[Region pointing data]
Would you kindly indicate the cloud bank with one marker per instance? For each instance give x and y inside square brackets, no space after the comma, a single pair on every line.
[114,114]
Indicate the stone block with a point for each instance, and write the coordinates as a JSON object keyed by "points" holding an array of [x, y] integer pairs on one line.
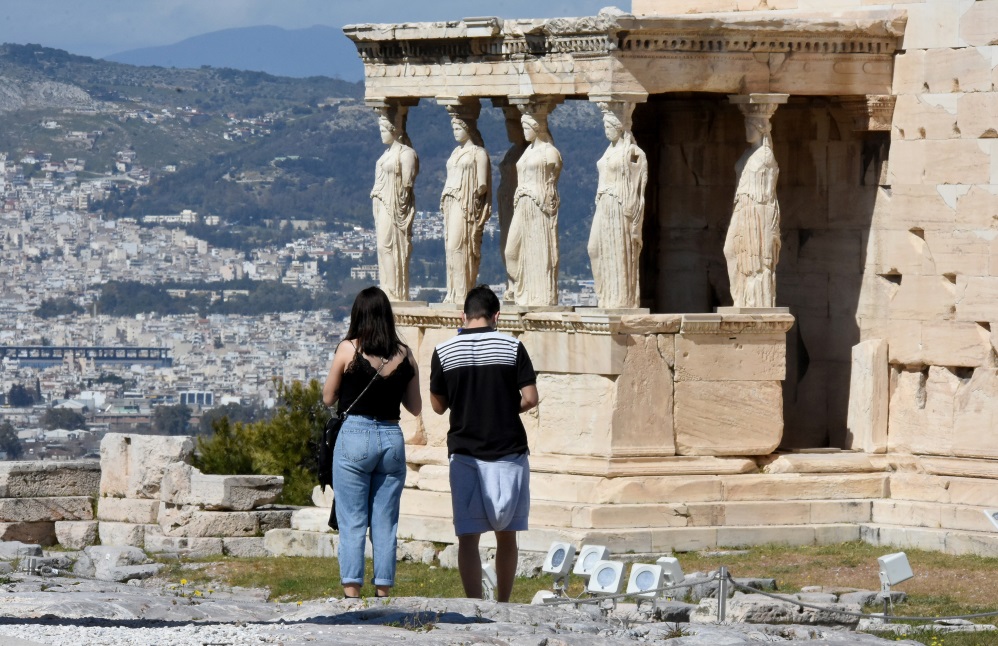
{"points": [[924, 298], [313, 519], [155, 543], [244, 547], [627, 516], [869, 397], [728, 417], [76, 534], [935, 25], [953, 161], [574, 415], [683, 539], [571, 352], [975, 114], [925, 116], [804, 487], [127, 510], [132, 466], [40, 533], [30, 510], [740, 357], [765, 535], [427, 503], [643, 425], [976, 298], [831, 252], [122, 534], [186, 485], [38, 479], [290, 542], [11, 550], [843, 462], [189, 521]]}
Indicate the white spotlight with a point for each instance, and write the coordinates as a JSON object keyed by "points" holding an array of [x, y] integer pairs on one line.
{"points": [[894, 569], [489, 582], [607, 578], [558, 563], [645, 577], [589, 556], [671, 570]]}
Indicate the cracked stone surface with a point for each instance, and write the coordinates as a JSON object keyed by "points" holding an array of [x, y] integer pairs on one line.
{"points": [[68, 610]]}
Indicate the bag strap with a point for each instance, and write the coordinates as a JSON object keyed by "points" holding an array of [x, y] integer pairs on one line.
{"points": [[380, 368]]}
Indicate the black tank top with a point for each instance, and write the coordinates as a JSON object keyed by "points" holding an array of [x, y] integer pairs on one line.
{"points": [[384, 398]]}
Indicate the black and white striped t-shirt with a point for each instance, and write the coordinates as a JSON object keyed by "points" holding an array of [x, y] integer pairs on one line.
{"points": [[480, 372]]}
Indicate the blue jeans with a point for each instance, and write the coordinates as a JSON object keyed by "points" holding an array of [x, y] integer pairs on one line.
{"points": [[368, 477]]}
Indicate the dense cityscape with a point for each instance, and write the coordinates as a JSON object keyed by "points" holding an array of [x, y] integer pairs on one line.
{"points": [[56, 248]]}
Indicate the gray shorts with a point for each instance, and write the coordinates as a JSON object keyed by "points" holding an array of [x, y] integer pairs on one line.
{"points": [[490, 495]]}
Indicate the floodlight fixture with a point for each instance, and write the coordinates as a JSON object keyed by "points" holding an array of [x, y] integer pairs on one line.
{"points": [[645, 578], [672, 571], [489, 582], [589, 556], [894, 569], [607, 578], [558, 563]]}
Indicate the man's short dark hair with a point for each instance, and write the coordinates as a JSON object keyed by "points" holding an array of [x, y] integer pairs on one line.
{"points": [[481, 302]]}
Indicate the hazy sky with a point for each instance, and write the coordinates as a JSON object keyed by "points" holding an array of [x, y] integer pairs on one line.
{"points": [[103, 27]]}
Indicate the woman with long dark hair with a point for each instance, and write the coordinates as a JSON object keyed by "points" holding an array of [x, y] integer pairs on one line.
{"points": [[369, 458]]}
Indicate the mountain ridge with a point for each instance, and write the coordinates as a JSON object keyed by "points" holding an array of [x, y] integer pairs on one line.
{"points": [[318, 50]]}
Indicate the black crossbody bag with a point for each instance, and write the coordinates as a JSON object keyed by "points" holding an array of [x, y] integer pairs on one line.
{"points": [[327, 444]]}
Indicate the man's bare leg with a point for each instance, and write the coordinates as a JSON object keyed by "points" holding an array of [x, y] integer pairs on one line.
{"points": [[507, 553], [469, 564]]}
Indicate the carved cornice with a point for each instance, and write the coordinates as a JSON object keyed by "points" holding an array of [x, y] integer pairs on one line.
{"points": [[875, 32], [870, 113]]}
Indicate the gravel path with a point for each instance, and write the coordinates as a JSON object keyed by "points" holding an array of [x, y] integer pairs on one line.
{"points": [[81, 612]]}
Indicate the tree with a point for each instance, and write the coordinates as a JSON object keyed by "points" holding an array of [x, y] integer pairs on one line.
{"points": [[171, 420], [282, 445], [19, 397], [9, 442], [63, 418], [233, 412]]}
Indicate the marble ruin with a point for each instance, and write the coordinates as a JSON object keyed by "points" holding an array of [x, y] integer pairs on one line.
{"points": [[794, 343], [800, 350]]}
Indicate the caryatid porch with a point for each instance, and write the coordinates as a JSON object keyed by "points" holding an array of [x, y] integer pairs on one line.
{"points": [[629, 395]]}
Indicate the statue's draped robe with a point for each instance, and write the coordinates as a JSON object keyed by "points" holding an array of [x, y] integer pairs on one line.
{"points": [[752, 245], [532, 246], [464, 218], [394, 209], [615, 239]]}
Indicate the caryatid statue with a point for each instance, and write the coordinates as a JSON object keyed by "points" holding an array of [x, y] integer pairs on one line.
{"points": [[466, 201], [532, 245], [394, 202], [507, 180], [752, 244], [615, 239]]}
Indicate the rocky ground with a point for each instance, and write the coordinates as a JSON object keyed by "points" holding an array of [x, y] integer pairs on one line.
{"points": [[63, 609]]}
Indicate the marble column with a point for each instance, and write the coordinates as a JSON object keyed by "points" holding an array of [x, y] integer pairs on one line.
{"points": [[507, 180], [532, 243], [615, 239], [393, 197], [466, 200], [752, 244]]}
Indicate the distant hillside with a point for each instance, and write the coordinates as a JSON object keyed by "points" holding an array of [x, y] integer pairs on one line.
{"points": [[315, 51], [255, 148]]}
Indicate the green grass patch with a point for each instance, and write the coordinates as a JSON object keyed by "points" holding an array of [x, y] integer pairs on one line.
{"points": [[944, 585]]}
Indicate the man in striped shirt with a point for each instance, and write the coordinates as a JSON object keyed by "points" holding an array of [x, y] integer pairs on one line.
{"points": [[486, 379]]}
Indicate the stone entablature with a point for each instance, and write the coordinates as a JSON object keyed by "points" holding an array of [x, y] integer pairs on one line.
{"points": [[851, 53]]}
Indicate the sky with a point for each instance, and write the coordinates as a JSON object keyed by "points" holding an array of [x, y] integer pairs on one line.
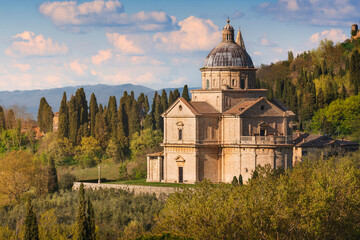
{"points": [[155, 43]]}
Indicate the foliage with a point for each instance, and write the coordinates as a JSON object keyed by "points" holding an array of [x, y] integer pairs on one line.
{"points": [[53, 185], [31, 226], [316, 200], [146, 139], [340, 117], [16, 174], [66, 181], [113, 211], [88, 153]]}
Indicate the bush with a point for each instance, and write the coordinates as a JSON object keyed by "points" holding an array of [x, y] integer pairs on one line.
{"points": [[66, 181]]}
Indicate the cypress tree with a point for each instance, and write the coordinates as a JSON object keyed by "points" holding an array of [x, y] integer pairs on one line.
{"points": [[81, 224], [53, 185], [63, 128], [10, 119], [241, 180], [164, 101], [134, 123], [171, 98], [82, 107], [2, 119], [90, 221], [185, 93], [101, 129], [157, 114], [176, 94], [31, 226], [113, 118], [93, 111], [235, 182], [146, 105], [355, 72], [45, 116], [73, 120]]}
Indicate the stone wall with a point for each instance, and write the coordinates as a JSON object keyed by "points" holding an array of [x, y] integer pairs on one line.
{"points": [[137, 189]]}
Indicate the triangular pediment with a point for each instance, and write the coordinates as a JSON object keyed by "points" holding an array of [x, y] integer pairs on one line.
{"points": [[263, 108], [180, 108]]}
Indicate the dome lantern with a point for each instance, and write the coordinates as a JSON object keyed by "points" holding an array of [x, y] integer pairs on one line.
{"points": [[228, 32]]}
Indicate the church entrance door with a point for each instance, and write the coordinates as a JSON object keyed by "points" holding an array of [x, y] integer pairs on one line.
{"points": [[181, 175]]}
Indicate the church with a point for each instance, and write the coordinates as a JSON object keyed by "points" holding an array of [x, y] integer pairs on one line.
{"points": [[228, 128]]}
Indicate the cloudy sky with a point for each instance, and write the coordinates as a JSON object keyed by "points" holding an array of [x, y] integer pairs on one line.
{"points": [[156, 43]]}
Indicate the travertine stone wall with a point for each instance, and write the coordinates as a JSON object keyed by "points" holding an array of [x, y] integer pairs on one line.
{"points": [[158, 191], [176, 157]]}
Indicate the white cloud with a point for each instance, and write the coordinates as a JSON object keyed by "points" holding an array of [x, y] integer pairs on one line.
{"points": [[78, 68], [102, 56], [21, 67], [314, 12], [28, 44], [194, 34], [333, 34], [122, 44], [69, 15], [264, 41], [146, 78], [178, 81]]}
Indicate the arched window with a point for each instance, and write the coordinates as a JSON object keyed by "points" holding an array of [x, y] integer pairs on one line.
{"points": [[242, 83]]}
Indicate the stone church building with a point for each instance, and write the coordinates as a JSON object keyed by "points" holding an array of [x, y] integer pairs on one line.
{"points": [[228, 128]]}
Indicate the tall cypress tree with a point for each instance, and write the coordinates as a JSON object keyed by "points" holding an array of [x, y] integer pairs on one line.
{"points": [[90, 221], [185, 93], [31, 226], [93, 111], [164, 101], [81, 224], [176, 94], [113, 118], [355, 72], [53, 185], [63, 128], [171, 98], [134, 125], [45, 116], [73, 120], [2, 119]]}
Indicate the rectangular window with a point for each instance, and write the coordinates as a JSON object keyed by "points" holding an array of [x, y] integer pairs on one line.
{"points": [[181, 175]]}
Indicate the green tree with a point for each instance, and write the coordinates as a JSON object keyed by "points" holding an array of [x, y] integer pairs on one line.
{"points": [[81, 224], [185, 93], [176, 94], [53, 185], [171, 98], [73, 120], [88, 153], [2, 119], [355, 72], [93, 111], [31, 226], [63, 128]]}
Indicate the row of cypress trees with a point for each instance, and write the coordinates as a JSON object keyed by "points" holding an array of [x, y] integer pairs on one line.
{"points": [[115, 123], [84, 225]]}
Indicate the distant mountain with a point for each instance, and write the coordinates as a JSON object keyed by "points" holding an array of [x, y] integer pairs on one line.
{"points": [[30, 99]]}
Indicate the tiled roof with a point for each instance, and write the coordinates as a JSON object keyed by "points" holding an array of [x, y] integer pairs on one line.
{"points": [[313, 140], [203, 107], [158, 154], [241, 107]]}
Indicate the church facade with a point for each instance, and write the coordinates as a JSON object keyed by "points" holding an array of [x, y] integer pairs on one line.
{"points": [[228, 128]]}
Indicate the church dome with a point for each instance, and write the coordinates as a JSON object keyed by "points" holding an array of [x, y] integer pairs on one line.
{"points": [[228, 53]]}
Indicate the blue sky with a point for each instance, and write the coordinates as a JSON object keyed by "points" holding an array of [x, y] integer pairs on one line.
{"points": [[159, 43]]}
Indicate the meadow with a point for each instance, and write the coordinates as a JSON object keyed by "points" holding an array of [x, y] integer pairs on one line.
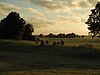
{"points": [[80, 56]]}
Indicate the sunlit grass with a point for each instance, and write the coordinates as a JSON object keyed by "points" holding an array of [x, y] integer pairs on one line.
{"points": [[27, 58]]}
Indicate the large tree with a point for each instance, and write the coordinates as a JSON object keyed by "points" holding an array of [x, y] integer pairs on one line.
{"points": [[93, 21], [12, 27]]}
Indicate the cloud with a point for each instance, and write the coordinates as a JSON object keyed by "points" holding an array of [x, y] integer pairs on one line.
{"points": [[39, 21], [34, 11], [63, 5], [6, 8]]}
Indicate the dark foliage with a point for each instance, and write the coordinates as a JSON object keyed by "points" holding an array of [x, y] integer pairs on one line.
{"points": [[93, 21], [12, 27]]}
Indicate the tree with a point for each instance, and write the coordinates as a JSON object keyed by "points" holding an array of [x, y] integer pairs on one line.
{"points": [[28, 32], [12, 27], [93, 21]]}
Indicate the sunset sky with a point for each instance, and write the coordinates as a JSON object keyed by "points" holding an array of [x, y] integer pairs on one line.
{"points": [[51, 16]]}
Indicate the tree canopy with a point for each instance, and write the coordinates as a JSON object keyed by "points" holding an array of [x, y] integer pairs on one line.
{"points": [[14, 27], [93, 21]]}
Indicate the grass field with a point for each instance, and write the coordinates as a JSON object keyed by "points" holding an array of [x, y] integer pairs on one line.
{"points": [[28, 58]]}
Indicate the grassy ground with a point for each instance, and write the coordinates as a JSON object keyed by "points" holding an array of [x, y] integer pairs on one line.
{"points": [[27, 58]]}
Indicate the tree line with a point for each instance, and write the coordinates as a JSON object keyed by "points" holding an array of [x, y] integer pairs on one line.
{"points": [[62, 35], [14, 27]]}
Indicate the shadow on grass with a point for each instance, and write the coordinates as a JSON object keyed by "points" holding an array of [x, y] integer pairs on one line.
{"points": [[27, 57]]}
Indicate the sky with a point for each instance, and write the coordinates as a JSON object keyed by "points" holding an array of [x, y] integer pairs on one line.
{"points": [[51, 16]]}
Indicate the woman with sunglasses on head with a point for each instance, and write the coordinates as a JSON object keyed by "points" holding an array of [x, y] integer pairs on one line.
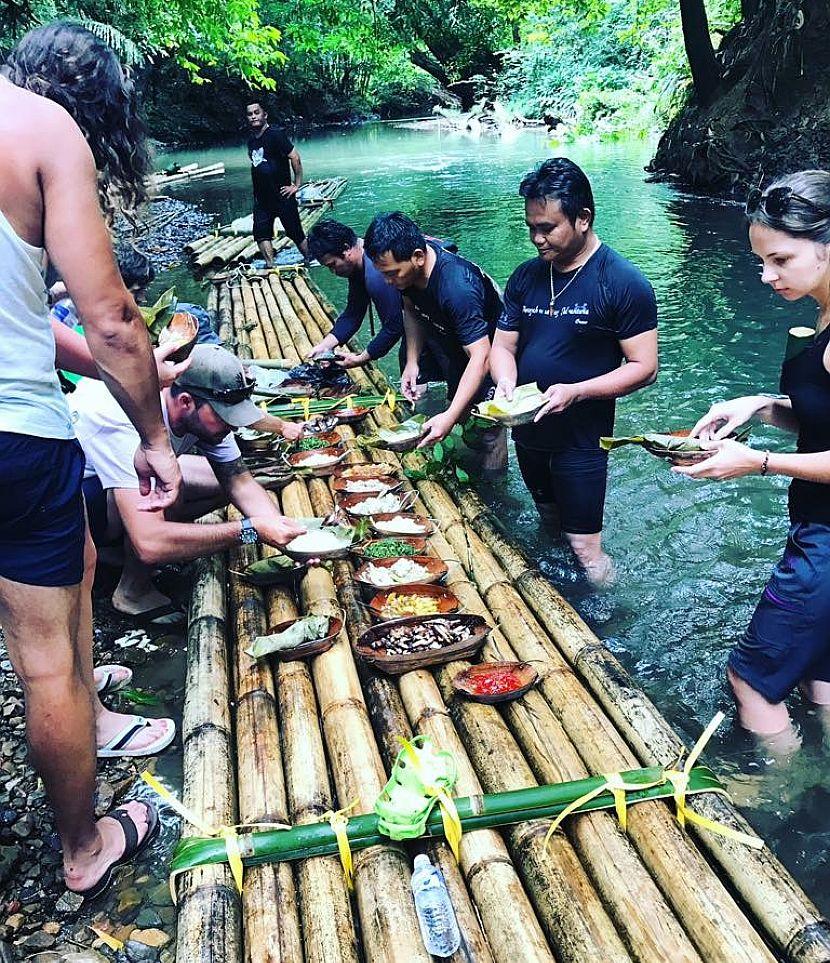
{"points": [[787, 642]]}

§ **Instructions for the task**: What is needed is an exact copy of only the lines from the line containing "Indicate the shadow" through the last line of the entries, inclusive, without the pictures.

§ **Finished exercise**:
Indicate the shadow on grass with a point for each instance, and write the coordinates as a JSON object keyed by "points" holding an array of [x, y] integer pairs on one line.
{"points": [[27, 57]]}
Indicate the sky with a point for each instance, and write the coordinates as a JSON object keyed by "points" holding an array of [x, y] integer pairs on one line.
{"points": [[51, 16]]}
Indicate the woman with sunglasses on head with a point for each instance, and write the coordinates as a JSON object keyed by "points" holding an array of [x, y] integer pairs on one line.
{"points": [[787, 642]]}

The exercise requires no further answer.